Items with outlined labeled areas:
- - - -
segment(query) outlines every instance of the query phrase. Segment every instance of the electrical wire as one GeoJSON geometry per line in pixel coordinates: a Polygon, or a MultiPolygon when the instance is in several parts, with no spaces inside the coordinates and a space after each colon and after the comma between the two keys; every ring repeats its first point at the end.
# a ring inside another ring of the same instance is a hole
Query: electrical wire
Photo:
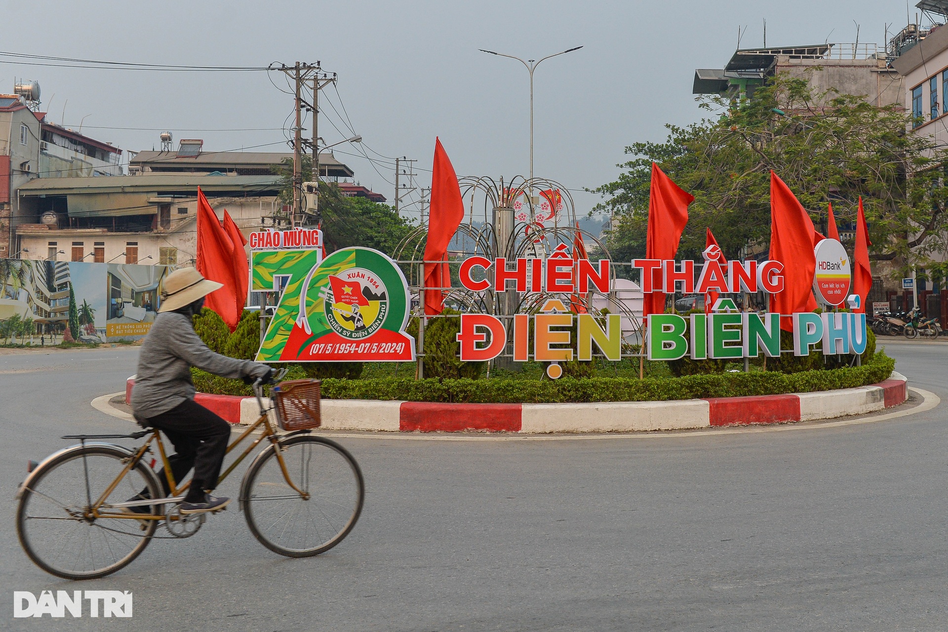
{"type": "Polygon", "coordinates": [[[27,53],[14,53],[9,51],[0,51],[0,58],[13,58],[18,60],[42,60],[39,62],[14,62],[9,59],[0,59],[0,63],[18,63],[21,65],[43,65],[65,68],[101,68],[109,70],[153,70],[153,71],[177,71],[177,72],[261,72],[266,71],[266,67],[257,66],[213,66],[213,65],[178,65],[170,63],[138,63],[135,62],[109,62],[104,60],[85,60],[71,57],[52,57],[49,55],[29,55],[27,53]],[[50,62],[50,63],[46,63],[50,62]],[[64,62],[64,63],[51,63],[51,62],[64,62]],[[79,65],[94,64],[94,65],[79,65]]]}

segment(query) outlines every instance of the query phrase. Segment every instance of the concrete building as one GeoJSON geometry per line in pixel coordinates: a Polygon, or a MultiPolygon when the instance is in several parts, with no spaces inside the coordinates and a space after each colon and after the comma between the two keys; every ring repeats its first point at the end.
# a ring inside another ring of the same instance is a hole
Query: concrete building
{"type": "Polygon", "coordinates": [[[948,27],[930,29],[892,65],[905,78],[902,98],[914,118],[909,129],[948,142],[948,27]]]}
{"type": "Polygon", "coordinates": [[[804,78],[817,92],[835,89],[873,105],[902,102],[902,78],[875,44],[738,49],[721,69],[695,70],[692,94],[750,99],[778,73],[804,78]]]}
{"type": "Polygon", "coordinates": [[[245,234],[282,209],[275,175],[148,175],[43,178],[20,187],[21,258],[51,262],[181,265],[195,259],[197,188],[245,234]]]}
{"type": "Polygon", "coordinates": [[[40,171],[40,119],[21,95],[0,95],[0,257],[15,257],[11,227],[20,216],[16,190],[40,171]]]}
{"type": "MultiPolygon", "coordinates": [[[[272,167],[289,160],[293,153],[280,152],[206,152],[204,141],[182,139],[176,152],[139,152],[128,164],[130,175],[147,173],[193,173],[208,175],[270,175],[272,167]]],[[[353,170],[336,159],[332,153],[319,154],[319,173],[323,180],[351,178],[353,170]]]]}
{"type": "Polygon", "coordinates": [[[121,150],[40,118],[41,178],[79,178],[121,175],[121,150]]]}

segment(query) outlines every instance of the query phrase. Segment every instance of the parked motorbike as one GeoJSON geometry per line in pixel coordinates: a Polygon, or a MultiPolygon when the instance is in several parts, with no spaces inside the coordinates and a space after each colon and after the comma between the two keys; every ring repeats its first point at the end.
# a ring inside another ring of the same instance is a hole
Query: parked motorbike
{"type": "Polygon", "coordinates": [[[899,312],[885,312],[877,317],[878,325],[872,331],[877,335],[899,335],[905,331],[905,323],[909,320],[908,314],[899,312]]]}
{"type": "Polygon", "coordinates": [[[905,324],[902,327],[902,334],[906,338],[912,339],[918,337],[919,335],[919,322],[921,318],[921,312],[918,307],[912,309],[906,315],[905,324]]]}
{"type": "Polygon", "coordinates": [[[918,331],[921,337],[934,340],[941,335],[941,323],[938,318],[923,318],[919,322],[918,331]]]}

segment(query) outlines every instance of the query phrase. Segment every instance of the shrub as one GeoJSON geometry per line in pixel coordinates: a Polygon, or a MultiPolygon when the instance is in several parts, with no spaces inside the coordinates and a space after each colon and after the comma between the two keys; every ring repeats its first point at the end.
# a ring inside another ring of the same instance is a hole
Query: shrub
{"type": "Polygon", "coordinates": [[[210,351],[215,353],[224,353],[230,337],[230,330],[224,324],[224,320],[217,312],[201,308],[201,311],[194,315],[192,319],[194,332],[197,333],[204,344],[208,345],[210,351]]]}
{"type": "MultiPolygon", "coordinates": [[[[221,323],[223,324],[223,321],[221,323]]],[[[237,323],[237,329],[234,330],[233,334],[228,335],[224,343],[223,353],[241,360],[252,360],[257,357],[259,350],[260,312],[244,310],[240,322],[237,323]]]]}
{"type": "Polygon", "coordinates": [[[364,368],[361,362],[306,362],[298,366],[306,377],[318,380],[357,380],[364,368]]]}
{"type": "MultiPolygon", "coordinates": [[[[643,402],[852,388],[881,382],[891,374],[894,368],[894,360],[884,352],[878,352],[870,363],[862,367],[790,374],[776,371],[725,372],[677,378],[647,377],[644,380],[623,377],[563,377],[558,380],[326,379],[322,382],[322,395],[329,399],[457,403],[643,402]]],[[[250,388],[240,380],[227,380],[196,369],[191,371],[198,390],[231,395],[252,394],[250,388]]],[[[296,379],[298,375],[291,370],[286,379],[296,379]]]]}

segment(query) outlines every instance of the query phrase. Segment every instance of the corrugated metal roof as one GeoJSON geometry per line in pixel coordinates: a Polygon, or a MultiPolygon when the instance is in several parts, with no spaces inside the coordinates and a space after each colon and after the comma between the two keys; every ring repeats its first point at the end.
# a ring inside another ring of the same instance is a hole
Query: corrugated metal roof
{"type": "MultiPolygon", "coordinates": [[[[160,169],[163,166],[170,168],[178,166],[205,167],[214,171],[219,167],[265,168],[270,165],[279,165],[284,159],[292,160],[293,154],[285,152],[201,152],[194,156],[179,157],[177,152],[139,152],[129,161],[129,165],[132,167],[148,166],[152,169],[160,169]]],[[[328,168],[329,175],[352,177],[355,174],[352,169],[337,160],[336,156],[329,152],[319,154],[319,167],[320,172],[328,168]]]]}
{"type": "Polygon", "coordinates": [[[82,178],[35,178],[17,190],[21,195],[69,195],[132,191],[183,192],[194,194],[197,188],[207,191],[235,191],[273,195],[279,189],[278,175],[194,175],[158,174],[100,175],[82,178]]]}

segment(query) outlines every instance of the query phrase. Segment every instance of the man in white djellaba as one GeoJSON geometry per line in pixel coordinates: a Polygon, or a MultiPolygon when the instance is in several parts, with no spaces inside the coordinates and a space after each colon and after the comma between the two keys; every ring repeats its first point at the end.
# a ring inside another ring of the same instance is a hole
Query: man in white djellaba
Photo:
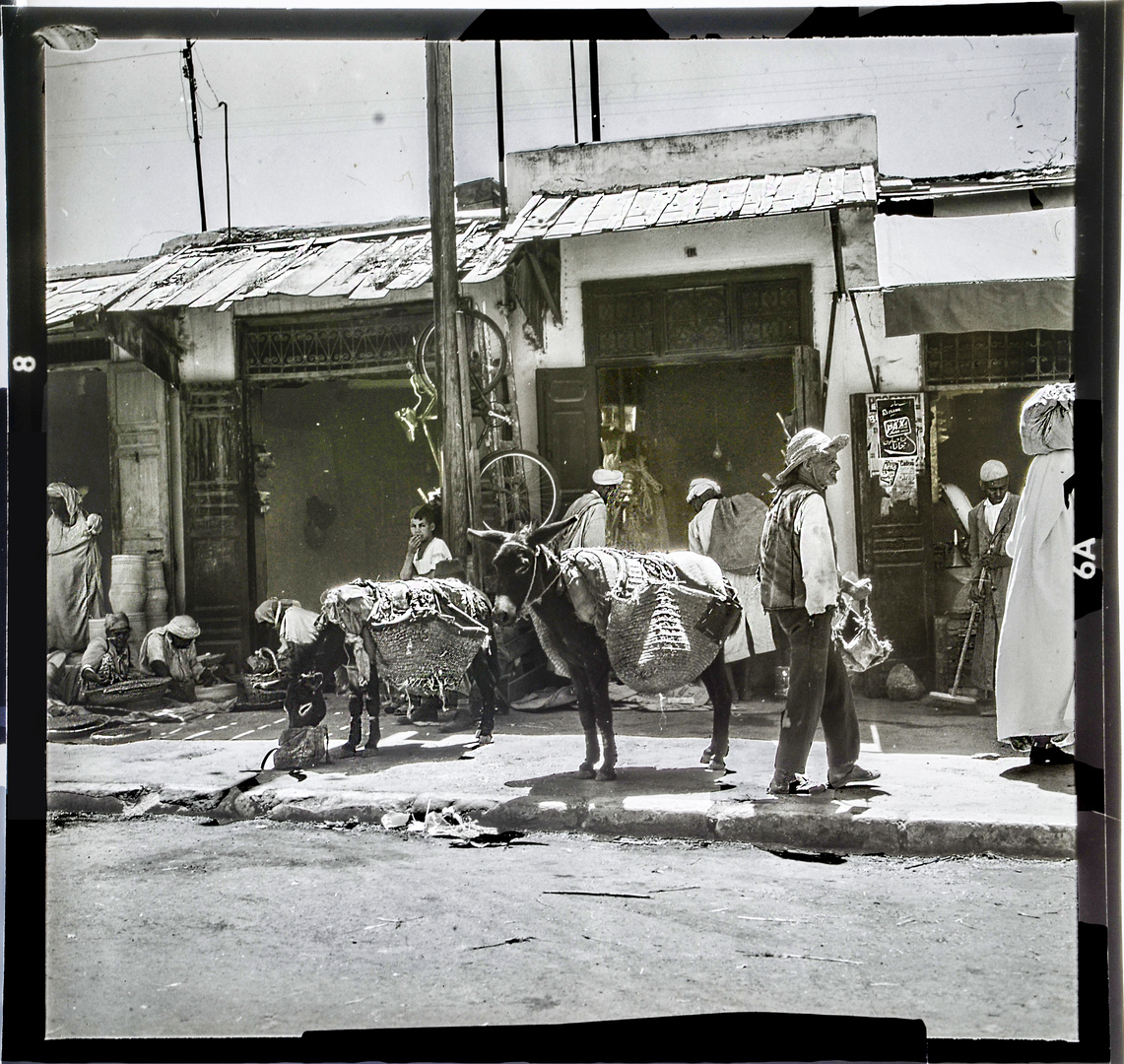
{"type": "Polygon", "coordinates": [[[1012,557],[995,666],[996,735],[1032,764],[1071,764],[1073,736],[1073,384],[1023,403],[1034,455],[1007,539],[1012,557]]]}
- - - -
▶ **Do this**
Output all of the items above again verbatim, leaving out the pictures.

▶ **The answer**
segment(query) outlines every instance of the query phrase. Segment every instance of the electrical wire as one GeoJSON geometry per line in pixel coordinates: a Polygon, or a MultiPolygon when the instance is in several parts, with no spaces inside the coordinates and a space after each colon and after the comma between the two keys; every ring repeats its first point at the end.
# a ring inside another ring of the same instance is a hole
Query: electrical wire
Photo:
{"type": "Polygon", "coordinates": [[[27,53],[14,53],[9,51],[0,51],[0,58],[13,58],[18,60],[42,60],[39,62],[14,62],[9,59],[0,59],[0,63],[18,63],[21,65],[43,65],[65,68],[101,68],[109,70],[153,70],[153,71],[177,71],[177,72],[261,72],[266,71],[266,67],[257,66],[213,66],[213,65],[178,65],[170,63],[138,63],[135,62],[109,62],[104,60],[85,60],[71,57],[52,57],[49,55],[29,55],[27,53]],[[50,62],[50,63],[46,63],[50,62]],[[64,62],[64,63],[51,63],[51,62],[64,62]],[[79,65],[94,64],[94,65],[79,65]]]}

segment(query) outlines every instance of the query phrase. Segment every instance of the concrete building as one GeoJSON geometry per line in pixel coordinates: a Polygon, or a MultiPolygon when the instance is in several parts, with no spaces inside the coordinates and a space after each colon and after the comma between the two keys; every ring repeats its first point at the end.
# a ring inside another ring of the same instance is a hole
Query: concrete building
{"type": "Polygon", "coordinates": [[[948,27],[930,29],[892,65],[905,78],[902,98],[914,118],[909,129],[948,142],[948,27]]]}
{"type": "Polygon", "coordinates": [[[804,78],[817,92],[835,89],[873,105],[902,102],[902,78],[875,44],[738,49],[721,69],[695,70],[692,94],[750,99],[778,73],[804,78]]]}
{"type": "Polygon", "coordinates": [[[245,234],[282,209],[275,175],[148,175],[43,178],[20,187],[21,258],[51,262],[181,265],[195,259],[197,188],[245,234]]]}
{"type": "Polygon", "coordinates": [[[40,171],[40,119],[21,95],[0,95],[0,257],[15,257],[11,227],[20,216],[16,190],[40,171]]]}
{"type": "MultiPolygon", "coordinates": [[[[272,167],[289,160],[293,153],[280,152],[206,152],[204,141],[182,139],[176,152],[139,152],[128,164],[130,175],[147,173],[193,173],[208,175],[270,175],[272,167]]],[[[353,170],[336,159],[332,153],[319,154],[319,173],[323,180],[351,178],[353,170]]]]}
{"type": "Polygon", "coordinates": [[[121,150],[40,118],[41,178],[79,178],[121,175],[121,150]]]}

segment(query) outlines every instance of the query phrase. Segment every instance of the parked motorbike as one GeoJSON geometry per line in pixel coordinates: a Polygon, or a MultiPolygon when the instance is in several parts, with no spaces inside the coordinates and a space after each colon and after the comma between the two keys; every ring repeats its first point at the end.
# a ring inside another ring of the same instance is a hole
Query: parked motorbike
{"type": "Polygon", "coordinates": [[[899,312],[885,312],[877,317],[878,325],[872,331],[877,335],[899,335],[905,331],[905,323],[909,320],[908,314],[899,312]]]}
{"type": "Polygon", "coordinates": [[[905,324],[902,327],[902,334],[906,338],[912,339],[918,337],[919,335],[919,322],[921,318],[921,312],[918,307],[912,309],[906,315],[905,324]]]}
{"type": "Polygon", "coordinates": [[[918,331],[921,337],[934,340],[941,335],[941,323],[938,318],[923,318],[919,322],[918,331]]]}

segment(query) outlines every instance of the query phrase. Segment every instance of the shrub as one GeoJSON geometry per line in pixel coordinates: a Polygon, or a MultiPolygon when the instance is in several parts, with no spaces inside the coordinates and a space after each colon and after the comma between the two keys; every ring repeats its first point at the end.
# a ring inside another ring of the same instance is a hole
Query: shrub
{"type": "Polygon", "coordinates": [[[210,351],[215,353],[224,353],[230,337],[230,330],[224,324],[224,320],[217,312],[201,308],[201,311],[194,315],[192,319],[194,332],[197,333],[204,344],[208,345],[210,351]]]}
{"type": "MultiPolygon", "coordinates": [[[[221,323],[223,324],[223,321],[221,323]]],[[[237,323],[237,329],[234,330],[233,334],[228,335],[224,343],[223,353],[241,360],[252,360],[257,357],[259,350],[260,312],[244,310],[240,322],[237,323]]]]}
{"type": "Polygon", "coordinates": [[[364,368],[361,362],[306,362],[298,366],[306,377],[318,380],[357,380],[364,368]]]}
{"type": "MultiPolygon", "coordinates": [[[[643,402],[852,388],[881,382],[891,374],[894,368],[894,360],[884,352],[878,352],[870,363],[862,367],[790,374],[776,371],[725,372],[677,378],[647,377],[644,380],[623,377],[563,377],[558,380],[326,379],[322,382],[322,395],[329,399],[457,403],[643,402]]],[[[250,388],[240,380],[227,380],[196,369],[191,371],[198,390],[231,395],[252,394],[250,388]]],[[[296,379],[298,375],[291,370],[286,379],[296,379]]]]}

segment(query) outlines every instance of the query phrase. Segment every instance of the corrugated metal roof as one GeoJSON geometry per line in pixel coordinates: a Polygon, or a MultiPolygon when the instance is in several parts, with no spaces inside the coordinates and a space after each colon and after the comma between the two keys; every ring repeats its first point at the end.
# a ring inside another ring of the same instance is a hole
Query: corrugated metal roof
{"type": "MultiPolygon", "coordinates": [[[[160,169],[163,166],[170,168],[178,166],[205,167],[214,171],[219,167],[265,168],[270,165],[279,165],[284,159],[292,160],[293,154],[285,152],[201,152],[194,156],[179,157],[177,152],[139,152],[129,161],[129,165],[132,167],[148,166],[152,169],[160,169]]],[[[328,168],[329,175],[352,177],[355,174],[352,169],[337,160],[336,156],[329,152],[319,154],[319,167],[320,172],[328,168]]]]}
{"type": "Polygon", "coordinates": [[[82,178],[35,178],[17,190],[21,195],[69,195],[132,191],[183,192],[194,194],[197,188],[207,191],[235,191],[273,195],[279,189],[278,175],[194,175],[158,174],[100,175],[82,178]]]}

segment(query) outlines every instance of the query phrase. Segment every instance of the man in white djellaba as one GeoJSON geometry per line in pixel coordinates: a Polygon, or a MultiPolygon when the instance is in several parts, with no spaces inside the coordinates and a space after each colon and after the comma between the two keys; every ring repeats its first point at the end.
# a ring inside another ring of the same instance is a hole
Query: man in white djellaba
Photo:
{"type": "Polygon", "coordinates": [[[1012,557],[995,666],[996,735],[1032,764],[1071,764],[1073,736],[1073,384],[1023,403],[1034,455],[1007,539],[1012,557]]]}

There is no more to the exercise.